DOCUMENT SEGMENT:
▽

Over a decade ago, I wrote a review of Alan Rowe Kelly’s first film I’ll Bury You Tomorrow for a DVD website. Alan Rowe was pleased with the review I imagine, because he contacted me and took me to lunch in New York City!
Actually, at the time I wrote the review, I wasn’t much into low-budget indies because the terrible direct-to-VHS horror films of the 90s had virtually ruined the genre for me. But it was films like I’ll Bury You Tomorrow at the start of the new millennium that brought back the look, feel, and insanity of 70s exploitation and 80s direct-to-video schlock I grew up on. My faith in horror was renewed!
Alan Rowe is the queen of freaky, twisted indie horror. I’ll be covering the films he has directed first, and then giving brief scenarios of many of the films in which he has acted, sometimes as a glamorous woman, other times as a hot mess in peril.
I’ll Bury You Tomorrow (2002)
In the film that started it all for Alan Rowe, pretty blonde Dolores comes to a small town to work as a mortician. When she’s not snapping with visions of depraved sex and death, she seems quite nice and normal. She also reminds the couple who owns the funeral home of the daughter they lost under mysterious circumstances.
Meanwhile, working at the funeral home is makeup artist Corey (played by Alan Rowe) and the mentally messed up and greasy funeral home worker Jake. They are dating…and have a very immoral side gig involving corpses.
The amazing thing about Jake is that he’s the brother of the hot as hell Sheriff, played by gorgeous Jerry Murdock. Even more amazing? Jerry plays both brothers! You would never realize it while watching. Aside from being an Adonis, Jerry is a truly incredible character actor and appears in most of Alan Rowe’s work.

△

(Excerpts from point annotation data)

▽

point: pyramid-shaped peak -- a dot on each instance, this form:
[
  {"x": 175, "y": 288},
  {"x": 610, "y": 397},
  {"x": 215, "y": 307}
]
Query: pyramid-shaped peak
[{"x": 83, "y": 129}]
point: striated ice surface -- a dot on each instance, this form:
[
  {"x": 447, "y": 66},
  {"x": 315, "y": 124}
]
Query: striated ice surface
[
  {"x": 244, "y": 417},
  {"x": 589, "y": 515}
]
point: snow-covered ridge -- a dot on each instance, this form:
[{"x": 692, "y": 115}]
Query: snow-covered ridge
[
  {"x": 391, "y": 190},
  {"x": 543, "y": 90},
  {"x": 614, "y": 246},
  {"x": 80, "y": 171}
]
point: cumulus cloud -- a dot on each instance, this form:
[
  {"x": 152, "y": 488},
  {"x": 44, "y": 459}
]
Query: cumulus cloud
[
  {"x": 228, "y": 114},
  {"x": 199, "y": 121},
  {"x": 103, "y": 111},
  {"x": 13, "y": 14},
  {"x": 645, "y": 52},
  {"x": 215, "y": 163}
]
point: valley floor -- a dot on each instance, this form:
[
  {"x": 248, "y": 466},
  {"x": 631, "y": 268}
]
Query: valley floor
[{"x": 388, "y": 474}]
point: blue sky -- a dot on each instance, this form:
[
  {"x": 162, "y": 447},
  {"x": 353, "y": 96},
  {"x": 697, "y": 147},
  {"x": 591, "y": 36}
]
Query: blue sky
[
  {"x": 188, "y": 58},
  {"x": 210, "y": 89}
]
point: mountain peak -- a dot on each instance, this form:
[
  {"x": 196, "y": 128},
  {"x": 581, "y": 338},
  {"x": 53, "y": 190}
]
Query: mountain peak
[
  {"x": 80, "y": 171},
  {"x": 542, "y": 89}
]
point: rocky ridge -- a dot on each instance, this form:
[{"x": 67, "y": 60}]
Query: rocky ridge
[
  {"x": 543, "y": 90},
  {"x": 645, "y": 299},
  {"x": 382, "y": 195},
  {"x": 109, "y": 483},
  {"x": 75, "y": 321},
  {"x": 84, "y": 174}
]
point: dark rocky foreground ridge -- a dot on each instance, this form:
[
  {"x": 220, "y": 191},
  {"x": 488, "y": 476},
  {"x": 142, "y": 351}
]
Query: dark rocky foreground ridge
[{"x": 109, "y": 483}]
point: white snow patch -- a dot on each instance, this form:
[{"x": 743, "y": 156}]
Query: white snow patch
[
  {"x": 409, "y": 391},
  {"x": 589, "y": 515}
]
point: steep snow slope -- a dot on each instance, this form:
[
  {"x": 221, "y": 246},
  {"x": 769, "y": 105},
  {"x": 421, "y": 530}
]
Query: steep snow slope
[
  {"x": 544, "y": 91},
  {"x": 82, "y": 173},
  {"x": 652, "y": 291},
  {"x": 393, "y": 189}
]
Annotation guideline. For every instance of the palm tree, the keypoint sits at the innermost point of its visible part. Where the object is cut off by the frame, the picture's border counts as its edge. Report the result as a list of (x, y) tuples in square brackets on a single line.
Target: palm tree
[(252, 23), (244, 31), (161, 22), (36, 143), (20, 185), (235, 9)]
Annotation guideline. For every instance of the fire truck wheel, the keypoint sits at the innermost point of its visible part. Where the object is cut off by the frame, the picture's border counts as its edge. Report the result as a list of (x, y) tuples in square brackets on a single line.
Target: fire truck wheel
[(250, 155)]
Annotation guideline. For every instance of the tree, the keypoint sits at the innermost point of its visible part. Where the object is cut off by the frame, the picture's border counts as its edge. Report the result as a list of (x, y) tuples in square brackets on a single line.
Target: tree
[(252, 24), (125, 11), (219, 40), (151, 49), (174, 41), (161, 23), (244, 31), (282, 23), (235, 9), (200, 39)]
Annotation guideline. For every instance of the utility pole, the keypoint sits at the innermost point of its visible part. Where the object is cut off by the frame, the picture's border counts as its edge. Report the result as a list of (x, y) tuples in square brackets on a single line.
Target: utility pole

△

TASK PROMPT: Echo the passage of the horror film review that opens with the words "Alan Rowe is" and closes with "mess in peril.".

TASK ANSWER:
Alan Rowe is the queen of freaky, twisted indie horror. I’ll be covering the films he has directed first, and then giving brief scenarios of many of the films in which he has acted, sometimes as a glamorous woman, other times as a hot mess in peril.